-- START OF DATA EXCERPTS --
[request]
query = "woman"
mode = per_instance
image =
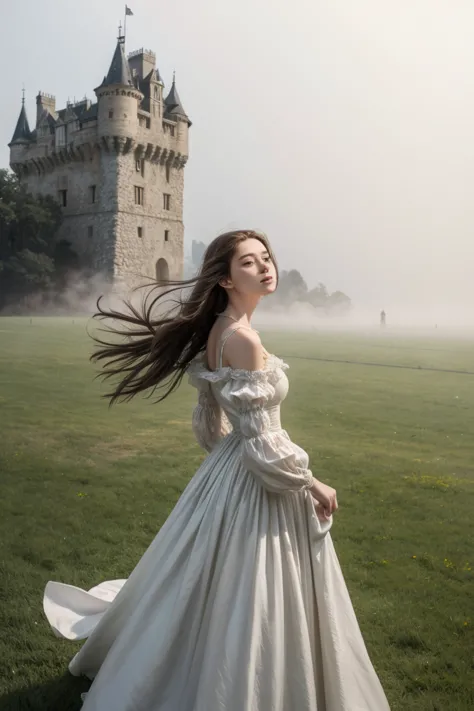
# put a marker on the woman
(239, 603)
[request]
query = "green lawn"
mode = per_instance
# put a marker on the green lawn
(84, 489)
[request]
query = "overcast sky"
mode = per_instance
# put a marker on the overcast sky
(342, 128)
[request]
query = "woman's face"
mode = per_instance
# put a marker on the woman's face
(251, 269)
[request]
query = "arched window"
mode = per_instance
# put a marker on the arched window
(162, 271)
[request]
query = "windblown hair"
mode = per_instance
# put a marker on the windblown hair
(154, 350)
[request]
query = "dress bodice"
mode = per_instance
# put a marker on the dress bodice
(230, 400)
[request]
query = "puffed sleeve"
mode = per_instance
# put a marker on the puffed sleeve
(209, 422)
(279, 465)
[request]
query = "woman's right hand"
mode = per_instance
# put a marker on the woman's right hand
(326, 497)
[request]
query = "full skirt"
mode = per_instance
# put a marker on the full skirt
(239, 604)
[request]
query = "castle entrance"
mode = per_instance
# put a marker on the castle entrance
(162, 271)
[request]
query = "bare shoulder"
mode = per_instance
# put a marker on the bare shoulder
(243, 350)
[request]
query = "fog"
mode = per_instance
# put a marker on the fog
(342, 129)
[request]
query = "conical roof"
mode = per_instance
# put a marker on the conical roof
(119, 72)
(22, 133)
(173, 103)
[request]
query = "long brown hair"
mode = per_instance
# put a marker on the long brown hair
(155, 350)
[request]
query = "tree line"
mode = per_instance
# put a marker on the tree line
(33, 262)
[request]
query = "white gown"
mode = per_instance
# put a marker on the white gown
(239, 603)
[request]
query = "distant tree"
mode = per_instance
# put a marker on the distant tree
(31, 259)
(318, 296)
(291, 287)
(338, 302)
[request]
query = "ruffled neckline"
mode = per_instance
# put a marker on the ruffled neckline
(269, 373)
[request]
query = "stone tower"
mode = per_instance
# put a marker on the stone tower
(117, 168)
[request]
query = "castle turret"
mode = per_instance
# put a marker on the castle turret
(45, 105)
(174, 111)
(118, 98)
(21, 138)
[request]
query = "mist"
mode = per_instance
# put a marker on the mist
(343, 130)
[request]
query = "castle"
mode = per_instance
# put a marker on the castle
(117, 168)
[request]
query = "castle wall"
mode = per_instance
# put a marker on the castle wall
(88, 226)
(137, 256)
(113, 234)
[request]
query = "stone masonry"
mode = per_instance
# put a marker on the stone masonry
(117, 167)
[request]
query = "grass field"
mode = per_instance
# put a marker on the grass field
(84, 490)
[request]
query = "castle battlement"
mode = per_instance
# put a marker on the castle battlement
(116, 166)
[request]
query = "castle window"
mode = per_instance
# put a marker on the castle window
(139, 195)
(60, 136)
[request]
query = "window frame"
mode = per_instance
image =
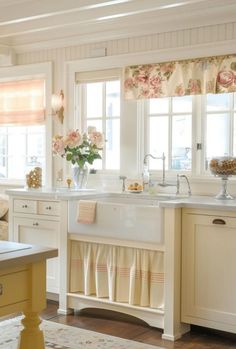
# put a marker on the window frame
(132, 138)
(80, 90)
(199, 133)
(34, 71)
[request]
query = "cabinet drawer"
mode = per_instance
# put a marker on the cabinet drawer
(49, 208)
(25, 206)
(9, 293)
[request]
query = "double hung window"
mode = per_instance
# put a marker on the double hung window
(99, 106)
(22, 127)
(174, 124)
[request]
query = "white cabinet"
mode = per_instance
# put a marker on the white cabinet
(37, 221)
(208, 269)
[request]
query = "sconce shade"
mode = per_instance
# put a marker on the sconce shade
(57, 104)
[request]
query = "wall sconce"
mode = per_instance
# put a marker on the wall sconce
(57, 104)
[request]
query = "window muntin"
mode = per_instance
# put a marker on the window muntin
(19, 145)
(219, 130)
(170, 132)
(101, 108)
(216, 114)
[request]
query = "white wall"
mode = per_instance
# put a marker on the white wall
(194, 42)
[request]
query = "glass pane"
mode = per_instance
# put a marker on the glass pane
(158, 141)
(113, 144)
(94, 100)
(16, 144)
(35, 145)
(16, 167)
(95, 123)
(113, 98)
(217, 135)
(218, 102)
(97, 164)
(181, 142)
(159, 105)
(182, 104)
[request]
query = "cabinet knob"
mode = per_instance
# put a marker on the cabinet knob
(218, 221)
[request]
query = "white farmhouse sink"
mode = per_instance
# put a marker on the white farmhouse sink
(125, 218)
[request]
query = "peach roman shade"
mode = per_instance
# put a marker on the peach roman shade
(188, 77)
(22, 102)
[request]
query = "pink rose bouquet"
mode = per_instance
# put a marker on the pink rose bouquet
(79, 148)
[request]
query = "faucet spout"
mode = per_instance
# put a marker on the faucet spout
(146, 174)
(187, 181)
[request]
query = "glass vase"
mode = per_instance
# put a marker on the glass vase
(80, 176)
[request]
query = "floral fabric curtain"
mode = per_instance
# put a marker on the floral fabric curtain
(22, 102)
(188, 77)
(122, 274)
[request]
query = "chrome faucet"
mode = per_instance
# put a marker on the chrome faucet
(178, 184)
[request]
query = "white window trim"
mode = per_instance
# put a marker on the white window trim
(35, 71)
(120, 61)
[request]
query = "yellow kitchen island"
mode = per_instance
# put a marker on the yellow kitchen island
(23, 287)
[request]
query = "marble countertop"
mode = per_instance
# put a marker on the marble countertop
(163, 200)
(13, 254)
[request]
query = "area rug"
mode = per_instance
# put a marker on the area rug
(58, 336)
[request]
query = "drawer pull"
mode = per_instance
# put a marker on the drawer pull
(218, 221)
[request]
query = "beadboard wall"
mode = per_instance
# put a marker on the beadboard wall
(213, 36)
(161, 41)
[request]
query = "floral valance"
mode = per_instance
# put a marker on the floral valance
(187, 77)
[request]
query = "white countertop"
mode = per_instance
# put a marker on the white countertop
(15, 254)
(165, 200)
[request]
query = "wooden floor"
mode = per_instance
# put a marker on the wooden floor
(120, 325)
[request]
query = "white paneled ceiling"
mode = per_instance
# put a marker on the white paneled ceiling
(53, 23)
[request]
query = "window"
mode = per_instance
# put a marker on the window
(21, 147)
(220, 127)
(22, 127)
(169, 129)
(100, 107)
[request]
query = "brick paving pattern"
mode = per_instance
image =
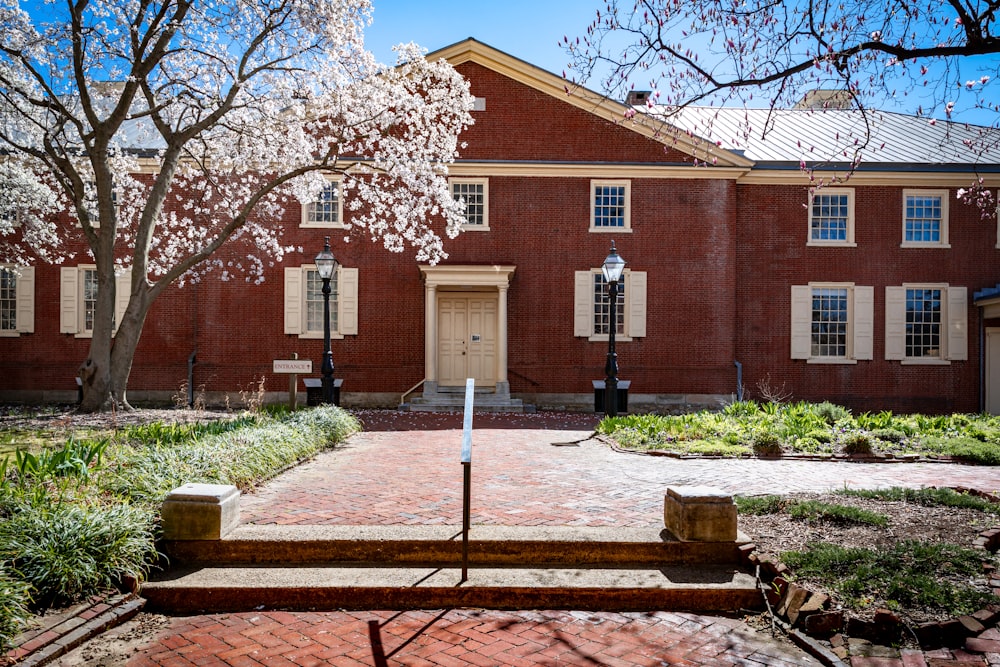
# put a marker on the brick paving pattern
(541, 469)
(452, 638)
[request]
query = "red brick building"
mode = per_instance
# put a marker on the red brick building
(874, 294)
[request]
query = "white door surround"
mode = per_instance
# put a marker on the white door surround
(467, 279)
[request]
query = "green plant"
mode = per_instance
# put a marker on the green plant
(909, 574)
(757, 505)
(811, 510)
(66, 552)
(857, 443)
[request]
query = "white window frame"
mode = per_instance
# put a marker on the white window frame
(307, 220)
(627, 217)
(71, 311)
(848, 240)
(953, 334)
(485, 183)
(24, 300)
(860, 323)
(295, 302)
(942, 241)
(584, 312)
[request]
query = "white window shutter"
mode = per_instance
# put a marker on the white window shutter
(895, 323)
(69, 293)
(293, 299)
(801, 331)
(26, 300)
(635, 296)
(583, 304)
(864, 322)
(123, 292)
(958, 327)
(347, 295)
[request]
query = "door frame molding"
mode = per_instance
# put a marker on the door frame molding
(464, 278)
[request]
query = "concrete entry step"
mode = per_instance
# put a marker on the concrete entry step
(702, 589)
(441, 546)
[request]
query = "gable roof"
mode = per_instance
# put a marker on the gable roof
(786, 137)
(471, 50)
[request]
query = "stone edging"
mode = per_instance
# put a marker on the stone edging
(65, 630)
(806, 614)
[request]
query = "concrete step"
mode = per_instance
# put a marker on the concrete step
(702, 589)
(441, 546)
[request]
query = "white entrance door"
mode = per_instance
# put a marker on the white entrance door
(993, 371)
(467, 327)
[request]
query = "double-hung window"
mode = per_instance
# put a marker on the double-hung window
(17, 300)
(832, 322)
(328, 209)
(474, 194)
(925, 218)
(78, 289)
(831, 217)
(303, 302)
(592, 306)
(610, 206)
(926, 323)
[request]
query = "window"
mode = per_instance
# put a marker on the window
(610, 206)
(831, 217)
(592, 306)
(832, 322)
(475, 193)
(327, 210)
(925, 218)
(17, 300)
(926, 324)
(78, 299)
(304, 302)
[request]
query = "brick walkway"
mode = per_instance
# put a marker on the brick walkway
(532, 470)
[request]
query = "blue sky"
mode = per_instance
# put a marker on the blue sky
(527, 30)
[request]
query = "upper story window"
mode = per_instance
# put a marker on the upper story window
(474, 192)
(610, 206)
(592, 306)
(832, 322)
(328, 209)
(304, 302)
(831, 217)
(926, 323)
(925, 218)
(17, 300)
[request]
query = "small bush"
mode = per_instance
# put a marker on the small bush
(857, 443)
(830, 412)
(757, 505)
(765, 443)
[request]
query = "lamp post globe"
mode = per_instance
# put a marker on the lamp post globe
(326, 266)
(612, 269)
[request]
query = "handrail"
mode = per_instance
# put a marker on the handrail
(402, 399)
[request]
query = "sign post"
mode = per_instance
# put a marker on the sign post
(292, 367)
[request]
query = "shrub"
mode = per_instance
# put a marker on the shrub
(830, 412)
(66, 552)
(857, 443)
(14, 615)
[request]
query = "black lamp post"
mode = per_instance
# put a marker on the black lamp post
(326, 265)
(612, 269)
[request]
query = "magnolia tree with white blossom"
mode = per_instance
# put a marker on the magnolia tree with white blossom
(171, 128)
(928, 57)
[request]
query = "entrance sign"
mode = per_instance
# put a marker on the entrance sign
(292, 365)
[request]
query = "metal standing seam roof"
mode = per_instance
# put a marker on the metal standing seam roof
(829, 135)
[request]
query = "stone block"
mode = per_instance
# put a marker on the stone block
(200, 512)
(699, 514)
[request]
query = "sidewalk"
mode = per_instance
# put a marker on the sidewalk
(542, 469)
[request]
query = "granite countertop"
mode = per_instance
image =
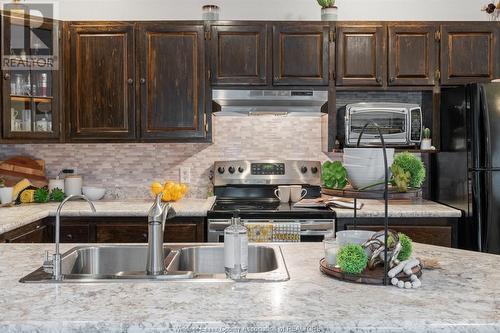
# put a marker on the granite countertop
(400, 208)
(17, 216)
(463, 296)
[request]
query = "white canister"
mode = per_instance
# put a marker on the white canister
(56, 183)
(6, 195)
(73, 185)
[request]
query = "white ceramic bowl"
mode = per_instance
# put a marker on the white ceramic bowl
(345, 237)
(93, 193)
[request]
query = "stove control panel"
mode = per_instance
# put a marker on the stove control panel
(268, 168)
(266, 172)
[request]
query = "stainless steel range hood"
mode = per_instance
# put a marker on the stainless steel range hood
(270, 102)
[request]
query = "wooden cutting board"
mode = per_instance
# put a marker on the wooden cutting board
(19, 167)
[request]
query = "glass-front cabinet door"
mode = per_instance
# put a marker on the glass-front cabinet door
(30, 78)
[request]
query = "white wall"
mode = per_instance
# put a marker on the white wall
(459, 10)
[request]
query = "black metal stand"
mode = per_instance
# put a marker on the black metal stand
(385, 193)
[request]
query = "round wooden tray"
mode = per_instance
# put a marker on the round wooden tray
(375, 276)
(393, 194)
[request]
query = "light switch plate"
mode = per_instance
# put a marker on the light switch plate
(185, 175)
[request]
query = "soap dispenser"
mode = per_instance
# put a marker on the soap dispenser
(236, 249)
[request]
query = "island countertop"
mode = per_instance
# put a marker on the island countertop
(463, 296)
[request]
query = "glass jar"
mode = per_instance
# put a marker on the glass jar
(210, 12)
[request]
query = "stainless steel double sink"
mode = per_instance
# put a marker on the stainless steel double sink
(119, 263)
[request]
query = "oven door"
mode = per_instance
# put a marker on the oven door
(313, 230)
(392, 123)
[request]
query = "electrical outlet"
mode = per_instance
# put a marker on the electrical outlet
(69, 171)
(185, 175)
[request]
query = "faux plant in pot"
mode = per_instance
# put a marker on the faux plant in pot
(5, 193)
(426, 143)
(328, 10)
-- END OF DATA EXCERPTS --
OBJECTIVE ▸ Please show every line from the items above that contains the word "lamp", copying each of those lines in full.

FINISHED ANSWER ▸
query = "lamp post globe"
# put a marker on the lamp post globe
query = "black lamp post"
# put a marker on the black lamp post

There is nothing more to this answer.